Elections, Public Opinion & Data Science - nyhackr x NYAAPOR October Meetup

Показать описание

We teamed up with NYAAPOR to give you Elections, Public Opinion & Data Science - 3 Lightning Talks

Speaker - Manu Singh Burson (Computational Social Scientist and Doctoral Candidate in Political Science at Columbia University)

Talk - Fake it Till You Make it: Behind the Scenes of Bot-Driven Popularity

Talk Description - My paper examines how fake social media accounts boost politicians' online popularity and this phenomenon's subsequent spillover on traditional news coverage. Using the 'Botometer' algorithm, I assessed the proportion of bot accounts engaging with tweets from 382 U.S. Congress members on Twitter. A policy change to Twitter's API infrastructure in November 2022 was an exogenous shock to the platform that significantly hampered bot functionality. My first-stage analysis demonstrated that this policy change only affected high-bot-engagement politicians, who saw a substantial decline in followers after November 2022. Placebo comparisons show this decline was not observed in comparable data from Facebook 'likes' or Instagram followers. My second-stage analysis found that after the policy change, high-bot-engagement politicians also saw a decline in coverage in digital news articles and TV news from December 2022 to February 2024.

_______

Speaker - Andy Timm (Senior Data Scientist at Grow Progress)

Talk - Improving Survey Experiments with Pre-Post Designs

Talk Description - Grow Progress has run well over a thousand survey experiments on behalf of our politics and advocacy clients in the 2024 cycle. This type of pre-testing creative before a broader rollout is increasingly a best practice in campaign work, with most major campaigns, party bodies, and large PACs extensively testing their ads. These tests can often be made significantly more precise via the use of a pre-post design, but not all tests benefit overall from this setup. In this talk, I'll share some internal research clarifying which experiments tend to benefit most from these designs, including a simulation study, and results from experiments that are well-powered to detect the bias of pre-post vs. a more typical survey experiment.

_______

Speaker - Anusha Natarajan (Graduate Student at Columbia University)

DATA SECTION
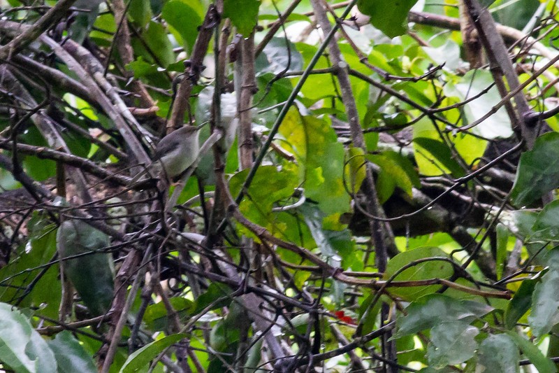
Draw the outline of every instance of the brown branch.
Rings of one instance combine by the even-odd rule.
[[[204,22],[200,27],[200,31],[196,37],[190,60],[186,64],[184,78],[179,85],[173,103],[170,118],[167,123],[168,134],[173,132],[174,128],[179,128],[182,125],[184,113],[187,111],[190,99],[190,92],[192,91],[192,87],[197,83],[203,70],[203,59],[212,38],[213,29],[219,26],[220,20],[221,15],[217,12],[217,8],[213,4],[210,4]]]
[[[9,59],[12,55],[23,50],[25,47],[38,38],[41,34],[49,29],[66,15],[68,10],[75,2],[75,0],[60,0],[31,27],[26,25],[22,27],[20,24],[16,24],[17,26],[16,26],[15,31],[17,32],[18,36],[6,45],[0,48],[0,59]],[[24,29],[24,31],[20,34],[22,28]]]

TASK SET
a. In the meetup description, how many U.S. Congress members had their tweets assessed for bot engagement?
b. Continue the meetup description about elections, public opinion and data science, picking up after its final line.

OUTPUTS IN ORDER
a. 382

b.
Talk - Deciphering News Article Engagement in the Digital Era: Insights into Public Sentiment through Supervised Machine Learning Models

Talk Description - 2020 was marked with a series of unprecedented events, such as the pandemic, the murder of George Floyd, and the crucial 2020 U.S. presidential election. In a survey conducted by the Pew Research Center in 2020, a little over half of the respondents (53%) claim that they got their news from social media and digital platforms. Thus, an increasing number of individuals actively participated in discussions on various platforms, including commenting on media platforms or posting on social media like Twitter. As discussions around these events proliferated across social media and news outlets, understanding the factors driving the popularity of articles became paramount. Articles were collected from The New York Times between 01/01/2020 to 12/31/2020 to understand what features of user engagement and the characteristics of the article itself have with popularity. A total of 16,787 articles were included in our analysis, with information on the article's section, headline, abstract, keyword, word count, publication date, number of comments, sentiment, and popularity recorded. Supervised machine learning models, including linear, ridge, lasso, random forest, and gradient boosting regressions, were employed to understand the data through utilizing R. Based on feature selection in using the random forest, factors like publication date (0.324), section (0.305), and word count (0.371) significantly impact article engagement, while sentiment had no influence over the popularity of an article. Using those features, top sections and keywords were identified from popular articles, while exploring temporal trends to gauge discourse intensity during specific periods. Analysis of top sections with the highest comment counts revealed keywords centered around major events like COVID-19, the 2020 election, and the killing of George Floyd, with engagement peaking during the summer of 2020.